Schriftliche Aufgabe a. Suche aus den Datensätzen jede Zeile heraus, die die Zeichenfolge „curly“ enthält, und gib sie unverändert wieder. Groß- und Kleinschreibung sind dabei zu beachten.

----- Textauszug -----

Motive, Posen, Location und Hintergrund waren alle von der Schneiderin vorgegeben. Ich musste mich nur darum kümmern, aus den Wünschen gute Bilder zu bauen. Nach zwei Semestern bin ich da inzwischen entspannt. Es gibt einfach gewisse Regeln, die einen guten Bildaufbau definieren. Hält man sich daran, kann man nicht viel falsch machen. Nach dem ersten Jahr an der Uni geht das meiste schon instinktiv von der Hand. Durch die intensive Auseinandersetzung geht es direkt in Fleisch und Blut über.

Die Kunst ist dann, was man mit diesem Handwerk macht. Welche Bilder und Geschichten man erzählt. Wann, welche Technik, welche Ästhetik dazu dient, eine Geschichte besser oder anders zu erzählen.
Dafür sind dann die restlichen Semester.

Die Vorgaben fürs Kostüm waren echt eng. So sollte zum Beispiel unter dem Kleid ein Badeanzug sein. Warum auch nicht.

Durch die Nacht


Mit freundlicher Unterstützung der Deutschen Bahn konnte ich das Thema “Nachtarbeit” für die Uni im Nachtzug von Hannover nach München (und zurück) fotografieren. Da ich dabei konstant übermüdet war und auch Zugbegleiter nicht zu den eloquentesten Rednern gehören (müssen sie ja auch nicht), ist das obige Video etwas kürzer als sonst.

Im Blog ist es derzeit so ruhig wie in einem Nachtzug. Allerdings verhält sich das antiproportional zu dem, was ich eigentlich zu tun habe. Ich arbeite momentan an Geschichten, die viel Zeit bis zur Fertigstellung brauchen, oder schreibe an Projekten, die erst im nächsten Jahr erscheinen.

Das zweite Semester ist nun vorbei, und die Gebühren für das dritte schon überwiesen. Ich hatte mir vor dem Umzug nach Hannover ein Jahr gegeben, nach dem ich entscheiden wollte, ob ich bleibe oder nicht. Nach zwei Semestern bin ich überzeugt zu bleiben. Allein das LUMIX Fotofestival vor knapp zwei Wochen, bei dem viele Fotografen ausstellten, die so alt wie ich sind oder sogar jünger waren, hat mir deutlich gezeigt, wie viel ich noch zu lernen habe.
Hier zu bleiben ist der beste Weg dort hinzukommen.

-----

Schriftliche Aufgabe b. Setze den Text über das Fotografiestudium in Hannover nach seinem letzten Satz fort.

----- Datensatzeinträge -----

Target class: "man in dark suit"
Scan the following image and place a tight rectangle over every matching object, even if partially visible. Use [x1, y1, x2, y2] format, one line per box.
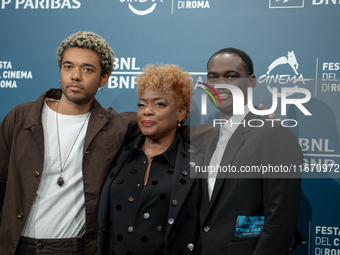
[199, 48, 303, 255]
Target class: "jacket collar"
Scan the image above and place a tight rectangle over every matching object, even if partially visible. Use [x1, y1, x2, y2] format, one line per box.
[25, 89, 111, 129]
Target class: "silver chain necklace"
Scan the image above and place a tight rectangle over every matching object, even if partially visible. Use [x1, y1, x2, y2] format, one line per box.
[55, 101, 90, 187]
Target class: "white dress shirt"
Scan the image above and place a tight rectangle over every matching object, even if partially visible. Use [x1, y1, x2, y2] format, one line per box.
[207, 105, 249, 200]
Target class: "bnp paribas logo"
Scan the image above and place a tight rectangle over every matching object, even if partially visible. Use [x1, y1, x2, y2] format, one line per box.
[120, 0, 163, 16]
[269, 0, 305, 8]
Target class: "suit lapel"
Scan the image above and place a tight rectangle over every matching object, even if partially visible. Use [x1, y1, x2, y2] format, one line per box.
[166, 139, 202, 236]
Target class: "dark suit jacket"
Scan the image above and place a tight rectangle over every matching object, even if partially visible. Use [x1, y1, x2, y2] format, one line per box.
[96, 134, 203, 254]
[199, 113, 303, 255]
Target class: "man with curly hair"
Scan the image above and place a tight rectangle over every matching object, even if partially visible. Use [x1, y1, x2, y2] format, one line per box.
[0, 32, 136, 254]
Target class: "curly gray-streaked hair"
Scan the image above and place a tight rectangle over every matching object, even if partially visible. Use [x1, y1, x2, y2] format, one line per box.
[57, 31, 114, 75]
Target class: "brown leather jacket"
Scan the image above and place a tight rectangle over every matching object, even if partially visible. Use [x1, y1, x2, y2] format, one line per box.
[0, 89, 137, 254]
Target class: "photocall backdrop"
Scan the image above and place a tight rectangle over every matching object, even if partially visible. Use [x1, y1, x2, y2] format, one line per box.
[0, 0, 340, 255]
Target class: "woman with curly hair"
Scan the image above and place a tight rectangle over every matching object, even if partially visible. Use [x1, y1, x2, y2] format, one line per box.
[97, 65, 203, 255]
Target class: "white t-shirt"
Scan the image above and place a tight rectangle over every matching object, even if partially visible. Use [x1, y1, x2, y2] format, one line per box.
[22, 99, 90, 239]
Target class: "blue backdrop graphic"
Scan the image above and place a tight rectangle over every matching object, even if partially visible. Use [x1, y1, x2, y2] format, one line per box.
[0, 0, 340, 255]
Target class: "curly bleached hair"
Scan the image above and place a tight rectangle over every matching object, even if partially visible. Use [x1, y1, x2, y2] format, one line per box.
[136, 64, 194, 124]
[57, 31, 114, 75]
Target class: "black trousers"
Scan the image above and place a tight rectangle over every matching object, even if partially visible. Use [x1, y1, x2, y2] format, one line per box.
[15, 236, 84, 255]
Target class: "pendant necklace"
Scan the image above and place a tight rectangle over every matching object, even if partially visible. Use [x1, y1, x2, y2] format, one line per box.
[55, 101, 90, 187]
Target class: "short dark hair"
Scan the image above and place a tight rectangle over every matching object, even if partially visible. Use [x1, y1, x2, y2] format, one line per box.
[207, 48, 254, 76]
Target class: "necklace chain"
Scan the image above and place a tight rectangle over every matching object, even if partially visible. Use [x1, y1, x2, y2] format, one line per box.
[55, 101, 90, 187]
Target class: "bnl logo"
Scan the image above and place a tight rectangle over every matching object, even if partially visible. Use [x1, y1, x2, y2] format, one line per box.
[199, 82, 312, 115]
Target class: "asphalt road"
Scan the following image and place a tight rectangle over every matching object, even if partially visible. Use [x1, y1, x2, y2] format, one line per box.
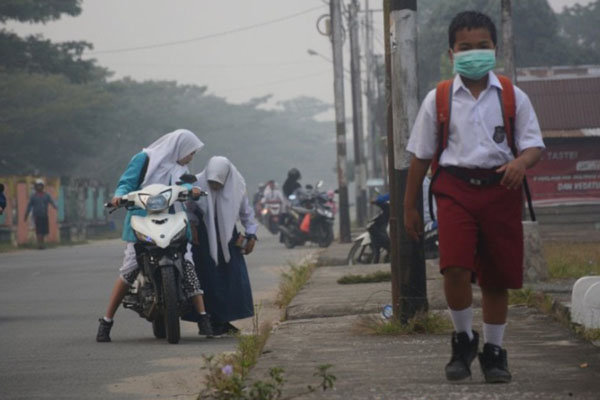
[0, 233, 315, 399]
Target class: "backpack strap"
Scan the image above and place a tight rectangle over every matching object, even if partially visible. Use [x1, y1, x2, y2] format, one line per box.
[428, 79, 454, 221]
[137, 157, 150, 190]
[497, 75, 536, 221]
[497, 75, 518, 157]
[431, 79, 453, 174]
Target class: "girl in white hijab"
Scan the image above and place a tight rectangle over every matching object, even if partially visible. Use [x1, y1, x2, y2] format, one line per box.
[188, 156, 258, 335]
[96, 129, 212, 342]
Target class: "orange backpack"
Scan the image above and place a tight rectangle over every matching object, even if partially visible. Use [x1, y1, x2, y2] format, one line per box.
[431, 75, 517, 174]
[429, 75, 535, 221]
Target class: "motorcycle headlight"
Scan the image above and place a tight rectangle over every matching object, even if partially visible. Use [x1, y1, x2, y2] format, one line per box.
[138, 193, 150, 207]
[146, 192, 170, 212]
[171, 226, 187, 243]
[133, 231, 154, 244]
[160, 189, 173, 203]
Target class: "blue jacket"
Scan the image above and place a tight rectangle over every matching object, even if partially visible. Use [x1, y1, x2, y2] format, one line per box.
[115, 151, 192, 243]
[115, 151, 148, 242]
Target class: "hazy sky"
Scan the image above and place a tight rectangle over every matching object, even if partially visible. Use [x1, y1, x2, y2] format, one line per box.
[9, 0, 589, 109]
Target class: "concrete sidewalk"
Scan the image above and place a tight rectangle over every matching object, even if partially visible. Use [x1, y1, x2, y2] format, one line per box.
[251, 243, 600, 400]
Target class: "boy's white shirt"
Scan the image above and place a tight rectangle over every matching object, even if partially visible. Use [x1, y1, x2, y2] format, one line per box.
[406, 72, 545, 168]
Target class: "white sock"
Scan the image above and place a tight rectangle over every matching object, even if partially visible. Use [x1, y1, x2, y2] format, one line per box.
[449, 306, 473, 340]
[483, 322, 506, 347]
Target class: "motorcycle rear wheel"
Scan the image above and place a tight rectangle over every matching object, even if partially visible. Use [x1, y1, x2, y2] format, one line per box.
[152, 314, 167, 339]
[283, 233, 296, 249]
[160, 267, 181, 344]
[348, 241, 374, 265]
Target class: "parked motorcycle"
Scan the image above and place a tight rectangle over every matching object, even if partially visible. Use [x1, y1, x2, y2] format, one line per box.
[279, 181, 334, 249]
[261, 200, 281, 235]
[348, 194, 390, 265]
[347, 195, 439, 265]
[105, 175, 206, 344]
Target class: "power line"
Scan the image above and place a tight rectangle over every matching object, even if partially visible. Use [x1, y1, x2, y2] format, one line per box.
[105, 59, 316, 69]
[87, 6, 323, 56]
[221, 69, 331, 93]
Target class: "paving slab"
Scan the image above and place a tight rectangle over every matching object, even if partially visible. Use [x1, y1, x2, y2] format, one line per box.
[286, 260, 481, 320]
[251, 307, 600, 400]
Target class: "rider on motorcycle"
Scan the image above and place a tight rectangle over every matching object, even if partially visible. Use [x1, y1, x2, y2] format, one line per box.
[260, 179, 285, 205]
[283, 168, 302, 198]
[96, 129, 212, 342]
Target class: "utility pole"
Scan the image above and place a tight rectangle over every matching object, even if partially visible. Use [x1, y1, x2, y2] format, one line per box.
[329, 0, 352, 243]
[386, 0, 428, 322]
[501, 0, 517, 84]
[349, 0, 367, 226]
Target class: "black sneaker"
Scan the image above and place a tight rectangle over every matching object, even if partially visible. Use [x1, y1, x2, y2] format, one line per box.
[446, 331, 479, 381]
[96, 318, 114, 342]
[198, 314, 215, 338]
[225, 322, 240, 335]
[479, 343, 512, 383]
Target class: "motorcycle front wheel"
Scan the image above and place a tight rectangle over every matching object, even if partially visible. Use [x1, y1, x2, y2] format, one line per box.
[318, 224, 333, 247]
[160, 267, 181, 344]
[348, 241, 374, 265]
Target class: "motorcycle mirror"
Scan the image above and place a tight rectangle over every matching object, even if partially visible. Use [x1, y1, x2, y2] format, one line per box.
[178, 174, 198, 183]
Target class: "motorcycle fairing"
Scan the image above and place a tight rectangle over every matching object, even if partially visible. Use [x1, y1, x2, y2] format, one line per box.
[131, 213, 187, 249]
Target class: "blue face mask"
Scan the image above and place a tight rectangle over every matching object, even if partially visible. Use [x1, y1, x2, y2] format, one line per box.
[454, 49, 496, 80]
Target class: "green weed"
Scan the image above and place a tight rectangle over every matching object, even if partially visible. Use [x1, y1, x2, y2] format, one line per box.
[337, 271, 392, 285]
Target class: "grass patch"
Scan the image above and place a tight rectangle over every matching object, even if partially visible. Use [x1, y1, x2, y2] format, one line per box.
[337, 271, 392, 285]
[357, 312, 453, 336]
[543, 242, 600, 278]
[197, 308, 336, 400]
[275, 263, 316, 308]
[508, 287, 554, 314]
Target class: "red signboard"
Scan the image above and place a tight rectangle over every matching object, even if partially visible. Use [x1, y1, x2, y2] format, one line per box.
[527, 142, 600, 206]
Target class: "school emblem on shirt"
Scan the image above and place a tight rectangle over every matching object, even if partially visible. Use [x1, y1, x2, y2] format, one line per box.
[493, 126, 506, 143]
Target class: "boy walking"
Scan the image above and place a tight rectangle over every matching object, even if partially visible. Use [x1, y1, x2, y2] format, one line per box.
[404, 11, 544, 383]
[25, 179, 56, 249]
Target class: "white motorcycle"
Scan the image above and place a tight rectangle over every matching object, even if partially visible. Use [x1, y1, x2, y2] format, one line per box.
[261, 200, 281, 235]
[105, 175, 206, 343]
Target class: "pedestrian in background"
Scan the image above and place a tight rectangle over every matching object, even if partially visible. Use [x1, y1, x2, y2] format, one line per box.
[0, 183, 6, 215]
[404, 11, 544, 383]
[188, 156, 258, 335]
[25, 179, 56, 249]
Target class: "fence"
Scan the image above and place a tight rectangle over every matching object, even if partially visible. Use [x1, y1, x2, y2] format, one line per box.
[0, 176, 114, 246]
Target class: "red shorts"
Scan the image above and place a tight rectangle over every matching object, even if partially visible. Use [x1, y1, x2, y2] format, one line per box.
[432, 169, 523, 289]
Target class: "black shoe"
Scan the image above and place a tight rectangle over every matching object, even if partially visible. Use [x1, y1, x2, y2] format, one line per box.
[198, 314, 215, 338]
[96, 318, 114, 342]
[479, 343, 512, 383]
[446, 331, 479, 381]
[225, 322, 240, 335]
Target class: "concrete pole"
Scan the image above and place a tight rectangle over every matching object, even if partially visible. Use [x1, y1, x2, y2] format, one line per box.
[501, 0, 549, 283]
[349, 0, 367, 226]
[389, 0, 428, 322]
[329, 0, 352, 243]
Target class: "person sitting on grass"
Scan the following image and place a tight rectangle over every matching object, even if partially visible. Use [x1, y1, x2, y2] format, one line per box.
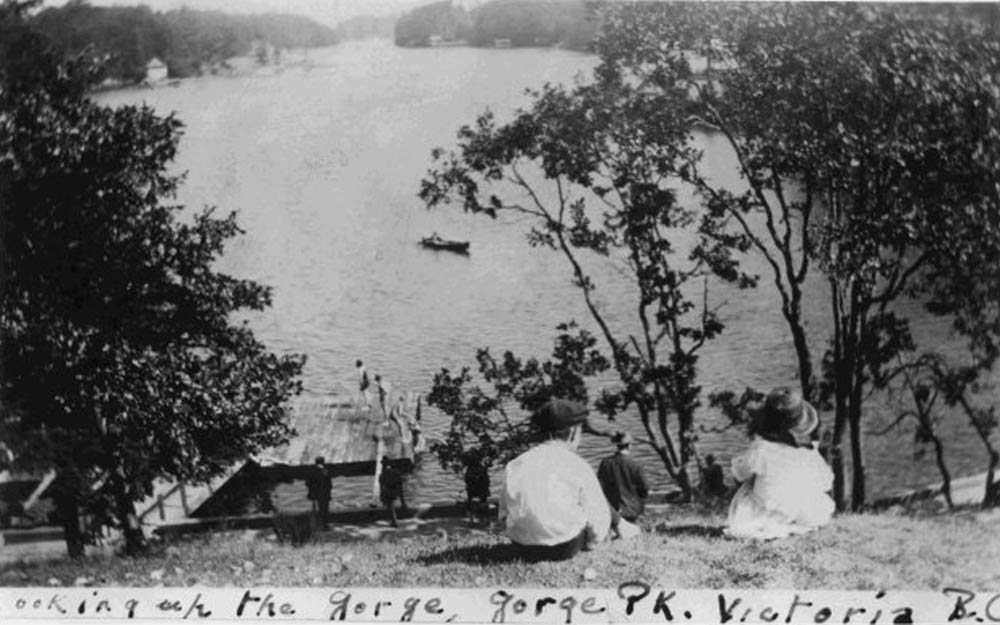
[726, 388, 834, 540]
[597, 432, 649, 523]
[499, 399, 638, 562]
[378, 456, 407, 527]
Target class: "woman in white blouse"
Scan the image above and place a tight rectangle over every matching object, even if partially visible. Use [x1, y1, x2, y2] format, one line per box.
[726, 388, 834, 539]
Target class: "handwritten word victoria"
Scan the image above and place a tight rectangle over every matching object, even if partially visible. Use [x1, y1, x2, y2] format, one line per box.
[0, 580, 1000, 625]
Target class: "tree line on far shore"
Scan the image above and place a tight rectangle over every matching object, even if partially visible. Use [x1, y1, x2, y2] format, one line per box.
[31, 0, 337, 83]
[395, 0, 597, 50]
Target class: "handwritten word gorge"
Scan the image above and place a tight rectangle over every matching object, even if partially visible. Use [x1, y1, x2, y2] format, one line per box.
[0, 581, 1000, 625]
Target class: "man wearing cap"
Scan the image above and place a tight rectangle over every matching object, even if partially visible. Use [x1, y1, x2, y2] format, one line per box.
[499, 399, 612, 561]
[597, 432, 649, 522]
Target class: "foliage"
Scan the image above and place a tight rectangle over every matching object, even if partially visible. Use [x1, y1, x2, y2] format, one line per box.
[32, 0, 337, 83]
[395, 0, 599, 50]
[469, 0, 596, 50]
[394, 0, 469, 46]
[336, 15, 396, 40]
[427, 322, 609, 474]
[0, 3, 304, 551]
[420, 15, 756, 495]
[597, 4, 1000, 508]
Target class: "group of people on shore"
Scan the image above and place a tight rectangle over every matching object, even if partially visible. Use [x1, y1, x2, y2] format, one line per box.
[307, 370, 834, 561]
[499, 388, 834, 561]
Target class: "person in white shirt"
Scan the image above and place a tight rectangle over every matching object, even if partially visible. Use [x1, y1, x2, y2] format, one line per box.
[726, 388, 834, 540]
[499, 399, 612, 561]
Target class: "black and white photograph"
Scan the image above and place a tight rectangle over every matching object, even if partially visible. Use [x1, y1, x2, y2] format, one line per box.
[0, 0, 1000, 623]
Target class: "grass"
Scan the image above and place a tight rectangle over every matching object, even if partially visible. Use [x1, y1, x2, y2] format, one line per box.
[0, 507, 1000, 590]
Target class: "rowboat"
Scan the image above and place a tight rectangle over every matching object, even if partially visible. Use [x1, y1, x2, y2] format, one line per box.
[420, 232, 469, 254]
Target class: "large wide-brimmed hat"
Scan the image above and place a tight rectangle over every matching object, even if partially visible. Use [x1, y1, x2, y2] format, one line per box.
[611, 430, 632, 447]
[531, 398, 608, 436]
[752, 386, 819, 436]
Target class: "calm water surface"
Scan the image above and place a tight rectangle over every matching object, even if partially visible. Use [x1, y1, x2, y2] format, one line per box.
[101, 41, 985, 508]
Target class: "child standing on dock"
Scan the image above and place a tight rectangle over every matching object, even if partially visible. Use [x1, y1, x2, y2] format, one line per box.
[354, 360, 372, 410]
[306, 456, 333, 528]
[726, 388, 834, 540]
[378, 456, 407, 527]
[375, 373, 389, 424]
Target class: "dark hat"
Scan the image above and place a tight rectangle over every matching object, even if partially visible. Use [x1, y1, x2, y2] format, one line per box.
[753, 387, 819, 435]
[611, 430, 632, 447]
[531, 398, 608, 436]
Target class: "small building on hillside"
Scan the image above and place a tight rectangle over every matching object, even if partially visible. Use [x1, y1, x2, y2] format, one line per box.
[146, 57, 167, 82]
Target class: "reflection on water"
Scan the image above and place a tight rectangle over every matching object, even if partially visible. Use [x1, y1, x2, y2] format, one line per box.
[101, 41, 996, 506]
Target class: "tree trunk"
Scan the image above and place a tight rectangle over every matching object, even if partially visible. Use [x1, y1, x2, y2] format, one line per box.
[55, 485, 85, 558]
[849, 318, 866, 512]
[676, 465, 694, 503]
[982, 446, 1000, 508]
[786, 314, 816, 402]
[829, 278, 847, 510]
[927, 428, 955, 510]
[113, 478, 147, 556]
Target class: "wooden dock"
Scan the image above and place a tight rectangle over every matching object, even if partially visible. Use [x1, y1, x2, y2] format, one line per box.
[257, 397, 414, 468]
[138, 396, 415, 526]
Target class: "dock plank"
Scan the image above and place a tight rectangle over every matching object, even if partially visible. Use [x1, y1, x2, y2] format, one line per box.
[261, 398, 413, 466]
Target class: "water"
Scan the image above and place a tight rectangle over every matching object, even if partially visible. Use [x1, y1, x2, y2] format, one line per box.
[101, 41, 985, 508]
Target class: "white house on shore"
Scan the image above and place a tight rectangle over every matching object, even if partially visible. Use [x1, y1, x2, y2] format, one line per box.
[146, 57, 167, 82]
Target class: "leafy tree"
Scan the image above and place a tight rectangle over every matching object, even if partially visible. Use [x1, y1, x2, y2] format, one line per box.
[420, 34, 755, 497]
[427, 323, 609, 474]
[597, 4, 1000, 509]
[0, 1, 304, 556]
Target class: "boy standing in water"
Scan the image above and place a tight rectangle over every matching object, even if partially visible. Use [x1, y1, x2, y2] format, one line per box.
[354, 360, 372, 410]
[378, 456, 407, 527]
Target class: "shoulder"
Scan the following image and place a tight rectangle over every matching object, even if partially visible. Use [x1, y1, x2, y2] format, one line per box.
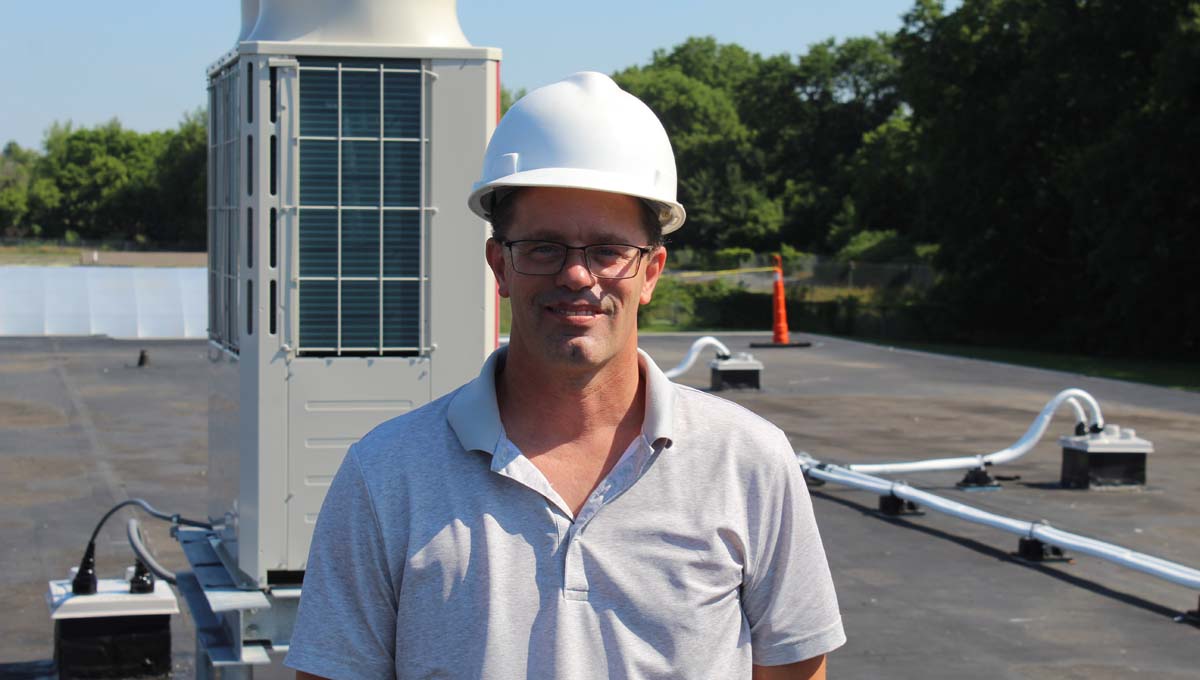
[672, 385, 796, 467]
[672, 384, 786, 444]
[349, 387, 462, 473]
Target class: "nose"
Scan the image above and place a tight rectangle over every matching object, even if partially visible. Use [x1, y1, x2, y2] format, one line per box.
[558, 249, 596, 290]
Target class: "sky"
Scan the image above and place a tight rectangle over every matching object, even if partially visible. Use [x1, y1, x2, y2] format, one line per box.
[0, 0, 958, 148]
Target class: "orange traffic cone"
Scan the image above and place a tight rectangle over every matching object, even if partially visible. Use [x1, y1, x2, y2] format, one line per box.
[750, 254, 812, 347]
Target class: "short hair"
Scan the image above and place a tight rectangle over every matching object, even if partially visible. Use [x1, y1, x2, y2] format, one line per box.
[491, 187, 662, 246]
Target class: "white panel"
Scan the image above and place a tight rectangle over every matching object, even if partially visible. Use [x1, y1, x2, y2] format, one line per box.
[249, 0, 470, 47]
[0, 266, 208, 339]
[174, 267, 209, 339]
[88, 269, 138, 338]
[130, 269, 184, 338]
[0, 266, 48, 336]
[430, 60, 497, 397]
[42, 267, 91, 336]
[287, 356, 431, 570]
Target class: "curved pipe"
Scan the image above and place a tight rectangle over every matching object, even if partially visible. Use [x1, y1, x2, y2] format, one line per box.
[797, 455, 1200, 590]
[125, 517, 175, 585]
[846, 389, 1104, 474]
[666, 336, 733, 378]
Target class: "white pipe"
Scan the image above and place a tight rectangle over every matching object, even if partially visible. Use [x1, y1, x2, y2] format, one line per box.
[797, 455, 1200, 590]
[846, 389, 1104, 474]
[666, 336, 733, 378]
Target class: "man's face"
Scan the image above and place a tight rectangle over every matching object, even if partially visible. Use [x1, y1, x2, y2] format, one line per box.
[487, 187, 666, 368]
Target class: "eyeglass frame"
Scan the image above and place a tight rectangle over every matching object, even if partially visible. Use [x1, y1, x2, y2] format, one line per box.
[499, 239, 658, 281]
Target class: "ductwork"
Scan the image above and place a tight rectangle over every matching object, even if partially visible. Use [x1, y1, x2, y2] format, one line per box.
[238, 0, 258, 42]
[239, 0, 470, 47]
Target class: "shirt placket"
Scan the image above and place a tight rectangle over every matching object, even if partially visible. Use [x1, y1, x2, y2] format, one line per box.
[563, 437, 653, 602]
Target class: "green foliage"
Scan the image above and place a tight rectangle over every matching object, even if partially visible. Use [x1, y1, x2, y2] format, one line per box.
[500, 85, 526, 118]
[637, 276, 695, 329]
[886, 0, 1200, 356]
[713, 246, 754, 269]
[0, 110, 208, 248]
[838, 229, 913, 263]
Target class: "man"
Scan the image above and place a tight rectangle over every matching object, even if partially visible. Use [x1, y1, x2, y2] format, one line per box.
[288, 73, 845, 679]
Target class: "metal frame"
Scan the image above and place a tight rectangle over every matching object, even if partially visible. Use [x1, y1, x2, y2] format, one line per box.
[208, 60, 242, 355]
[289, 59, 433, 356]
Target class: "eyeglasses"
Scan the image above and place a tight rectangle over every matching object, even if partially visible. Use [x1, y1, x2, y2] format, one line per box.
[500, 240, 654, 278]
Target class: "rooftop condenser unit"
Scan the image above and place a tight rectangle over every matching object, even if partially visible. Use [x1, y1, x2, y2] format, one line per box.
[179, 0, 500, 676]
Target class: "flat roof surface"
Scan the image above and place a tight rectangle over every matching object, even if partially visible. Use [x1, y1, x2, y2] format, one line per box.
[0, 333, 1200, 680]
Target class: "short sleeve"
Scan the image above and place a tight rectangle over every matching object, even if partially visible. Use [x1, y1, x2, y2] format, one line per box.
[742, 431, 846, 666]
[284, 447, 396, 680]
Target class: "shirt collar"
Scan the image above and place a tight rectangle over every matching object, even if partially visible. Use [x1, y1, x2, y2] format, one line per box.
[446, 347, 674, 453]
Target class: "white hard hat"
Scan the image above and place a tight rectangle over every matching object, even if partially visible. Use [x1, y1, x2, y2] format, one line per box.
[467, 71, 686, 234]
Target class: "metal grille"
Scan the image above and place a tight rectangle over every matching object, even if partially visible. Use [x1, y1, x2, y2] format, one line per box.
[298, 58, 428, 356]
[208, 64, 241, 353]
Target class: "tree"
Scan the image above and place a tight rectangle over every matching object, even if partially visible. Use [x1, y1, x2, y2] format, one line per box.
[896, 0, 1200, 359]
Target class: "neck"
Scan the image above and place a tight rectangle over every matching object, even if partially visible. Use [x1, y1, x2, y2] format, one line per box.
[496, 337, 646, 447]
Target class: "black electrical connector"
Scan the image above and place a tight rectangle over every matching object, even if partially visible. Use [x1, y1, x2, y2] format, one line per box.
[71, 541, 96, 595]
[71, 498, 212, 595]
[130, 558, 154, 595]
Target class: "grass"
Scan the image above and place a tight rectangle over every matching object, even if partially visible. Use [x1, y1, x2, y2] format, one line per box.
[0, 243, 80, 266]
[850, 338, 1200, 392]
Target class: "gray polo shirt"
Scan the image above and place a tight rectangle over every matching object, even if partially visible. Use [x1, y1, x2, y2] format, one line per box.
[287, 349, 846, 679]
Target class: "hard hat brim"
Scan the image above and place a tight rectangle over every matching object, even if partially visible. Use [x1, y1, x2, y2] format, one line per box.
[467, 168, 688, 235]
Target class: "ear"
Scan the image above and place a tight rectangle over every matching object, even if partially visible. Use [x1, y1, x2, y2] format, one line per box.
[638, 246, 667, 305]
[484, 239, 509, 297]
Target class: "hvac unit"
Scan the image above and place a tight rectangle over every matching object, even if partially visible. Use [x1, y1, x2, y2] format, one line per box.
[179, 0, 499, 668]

-----

Übungsergebnis a.
Target class: "man with curly hair"
Target class: "curly gray-streaked hair"
Target class: "woman with curly hair"
Target class: "curly bleached hair"

Übungsergebnis b.
Halle 9 in vier Dimensionen

Das 1. Semester ist vorbei. Zeit für für einen Rückblick auf die Themen, die ich für die Uni produziert habe.Folge 7

Wie fotografiert man Zeit?

Man kann in einzelnem Bild die Bewegung einfangen. Je länger die Belichtung, desto länger die Bewegung im Bild. Auf dem Foto sieht man dann allerdings nur ihre Spuren, ihr Echo in der Fotografie wenn man so will.

Man kann aber auch Zeit fotografieren, indem man alle Elemente im Bild herunterbricht bis nur noch die Zeit übrig bleibt. Bei zwei Bildern, bei denen alles gleich ist, die Perspektive, der Bildwinkel, der Fokus und die Höhe – bei denen ist der Unterschied zwischen den Bildern dann die Dimension der Zeit.

Die Serie ‘Halle9′ entstand für den Kurs Bildsprache. Das übergeordnete Thema war’Architektur’, mit der konkreten Aufgabe die Architektur der Messe Hannover abzulichten, inkl. des ehemaligen Expo-Geländes. Ich hatte zunächst keine konkrete Idee, war aber interessiert das zu zeigen, was man von der Messe nicht sieht. Also Tunnel, Versorgungswege, unterirdische Gänge unterhalb des Geländes. Um Zugang zu den Tunneln zu bekommen musste ich mich durch das halbe Messebüro telefonieren, bis schließlich der Objektward einwilligte und mich rumführte. Er arbeitet seit über 20 Jahren für die Messe und war sichtlich froh jemanden mal en detail etwas über seine Arbeit und die Hallen zu erzählen.
Ich merkte allerdings schnell, dass die Tunnel niemals eine Serie tragen würden, da sie einfach visuell nicht ansprechend genug waren. Ein Nebensatz vom Objektward brachte mich dann aber auf die finale Idee. Wir standen in der weiten Leere der Halle 9 als er sagt: “….und am Wochenende ist hier eine Veranstaltung drinnen”.

Es brauchte schon einiges an Vorstellungskraft, um sich in der leeren Halle die zahlreichen Stände der Messe vorzustellen. Ich fand diesen Kontrast der Leere gegenüber der übervollen Messe recht spannend und wollte meine Serie darum bauen. Das Ergebnis ist ein Vorher/Nacher der Halle 9.

Ich hatte mir einen Plan der Messehalle geben lassen, an dem ich mich orientierte. Die Sichtachsen sollten den fertigen Gängen entsprechen. Stets die gleiche Höhe und stets die gleiche Brennweite. Die Schwierigkeit war allerdings nur, die selben Bilder 1:1 zu reproduzieren.

Nachdem ich einige Tage zuvor noch Bilder in der leeren Halle gesammelt hatte, kam nun der Tag der Veranstaltung. Ab 7 Uhr könnte ich fotografieren, ab 8 Uhr würde die Veranstaltung schon beginnen und ich müsste draussen sein.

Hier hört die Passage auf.